====== INPUT

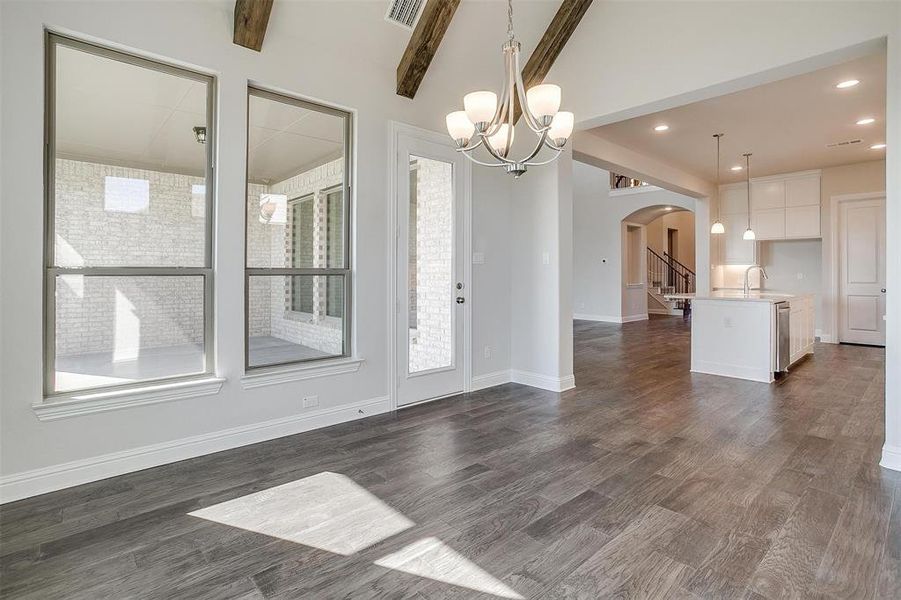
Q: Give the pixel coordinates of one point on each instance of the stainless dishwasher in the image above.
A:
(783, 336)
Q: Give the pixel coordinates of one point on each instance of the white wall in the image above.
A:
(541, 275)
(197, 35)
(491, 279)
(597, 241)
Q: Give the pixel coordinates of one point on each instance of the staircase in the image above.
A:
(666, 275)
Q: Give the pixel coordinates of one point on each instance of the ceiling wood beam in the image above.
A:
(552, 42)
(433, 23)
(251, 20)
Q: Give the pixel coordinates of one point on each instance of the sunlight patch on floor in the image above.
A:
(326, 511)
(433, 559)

============

Once the pictures are removed, write out all of the entries above exactly.

Q: Give the pixel coordinates of one point on each instance of the stainless dishwasher in the image above.
A:
(783, 336)
Q: Give the pixel coordinates of one point on each instance of the white wall in the image above.
A:
(541, 275)
(197, 35)
(491, 279)
(597, 241)
Q: Give the pixel coordinates of one point on each instance of the staircase in the image above.
A:
(666, 275)
Q: Give the pixel coordinates of one point on each instance of the ceiling wood beam in the image above.
A:
(552, 42)
(433, 23)
(251, 20)
Q: Give the pixel coordinates of one point on each instance of the sunlight patch on floor in the image above.
A:
(326, 511)
(433, 559)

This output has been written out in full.